- **READING PASSAGE**:
===============
Daily prompt from 9/4: “Is it easy for you to ask for help when you need it, or do you prefer to rely only on yourself? Why?”
This was a very timely prompt. The short answer: No, it is not easy for me to ask for help when I need it. I’ve gotten much better at it, but lately I’ve realized how much more I need to work on it.
First, the why. I have had to rely on myself for much of life. Not that I don’t have friends, but in the past friendships have ended abruptly. So I’ve learned to just do things myself. And no one likes a complainer, and I’m always afraid that burdening people will cause them to not like me. So I’ve learned to just keep things to myself. Not the best approach, but at least I’m aware of it now and have made much improvement over the last 5 years.
Now, the timeliness. This past month has been a struggle for me. Not even going to the thinky place. Just sadness. I talked to my therapist yesterday. She said that all the research points out that it’s the pile-up of a bunch of little stresses that really get to people. We’re equipped as a culture to deal with big things and rally around people dealing with big things. But we don’t do so well with the little things. And this past month has been a bunch of little things.
*I moved. Again. For the fourth time in five years. My roommates moved up north, I couldn’t find another roommate, and I couldn’t afford the apartment on my own if I want to keep working towards my financial goals. So dear friends of mine offered to let me stay with them until I reach my goals next summer. At that point, I’ll be able to afford a place on my own again. So moving was a double whammy: the stress of moving and the added stress of joining an established household and feeling like it was a step backwards.
*While my foot is pretty much 100%, I still have endurance issues with cardio. SUPER FRUSTRATING. I know it’ll come back eventually. I just feel like I am nowhere near where I was (in terms of dance) before I broke my foot.
===============
- **MATERIAL SHOWN**:
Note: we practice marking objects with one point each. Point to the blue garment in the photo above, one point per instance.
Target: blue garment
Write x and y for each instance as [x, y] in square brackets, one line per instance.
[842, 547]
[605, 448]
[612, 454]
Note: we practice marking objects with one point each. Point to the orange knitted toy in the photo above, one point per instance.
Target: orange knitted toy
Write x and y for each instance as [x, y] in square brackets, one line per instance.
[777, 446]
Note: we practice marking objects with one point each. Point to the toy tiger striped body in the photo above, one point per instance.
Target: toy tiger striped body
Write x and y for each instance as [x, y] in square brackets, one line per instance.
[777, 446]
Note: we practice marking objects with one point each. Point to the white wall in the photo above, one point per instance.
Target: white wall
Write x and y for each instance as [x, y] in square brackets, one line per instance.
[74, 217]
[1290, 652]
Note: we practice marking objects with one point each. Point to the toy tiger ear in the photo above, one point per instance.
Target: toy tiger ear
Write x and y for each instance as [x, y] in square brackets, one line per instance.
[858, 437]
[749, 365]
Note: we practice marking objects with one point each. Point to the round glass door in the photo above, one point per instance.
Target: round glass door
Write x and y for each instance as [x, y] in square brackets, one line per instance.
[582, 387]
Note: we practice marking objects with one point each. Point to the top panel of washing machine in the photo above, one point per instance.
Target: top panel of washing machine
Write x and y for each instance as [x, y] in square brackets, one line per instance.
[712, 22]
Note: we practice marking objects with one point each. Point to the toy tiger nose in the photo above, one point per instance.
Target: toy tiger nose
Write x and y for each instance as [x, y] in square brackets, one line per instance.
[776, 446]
===============
- **WHAT THIS EXERCISE ASKS**:
**A)** Please quote the blog post about asking for help word for word, starting at "First, the why." and ending at "last 5 years.".
**B)** Write what comes next in the blog post about asking for help, picking up after its final sentence.

- **ANSWERS GIVEN**:
**A)**
First, the why. I have had to rely on myself for much of life. Not that I don’t have friends, but in the past friendships have ended abruptly. So I’ve learned to just do things myself. And no one likes a complainer, and I’m always afraid that burdening people will cause them to not like me. So I’ve learned to just keep things to myself. Not the best approach, but at least I’m aware of it now and have made much improvement over the last 5 years.

**B)**
*I’m working on checking out of my level in dance. This always makes me thinky and makes me feel like I’m not a good dancer.
*My ex-boyfriend has been looking up my profile on LinkedIn. Don’t need that.
*I don’t need to see he’s been looking my up because I’ve been grieving a new layer of that relationship ending. Still the right thing to do, still miss him very much.
Those are just the highlights; there are other things I won’t bore you with. But it’s all been adding up to me feeling that I don’t matter and having very low self-confidence. And in hindsight, I should have called a friend or two and talked to them. But it’s so hard for me to do that! So this daily prompt reminded me that although it’s difficult, I need to do it. When I’m that far in the hole with sadness, I can’t do it. I just need to remember that I MUST. Otherwise, I just slide further and further.
OK, before you think I came up with this on my own…the prompt helped, but I couldn’t actually do it until I saw my therapist yesterday. That started the air moving in my brain a bit, so I was able to talk to a few friends about it yesterday which also helped. And today I ran the fastest run EVER (well, at least for me):
So with talking to friends, running my ass off today, and checking out soon, I’m starting to feel better.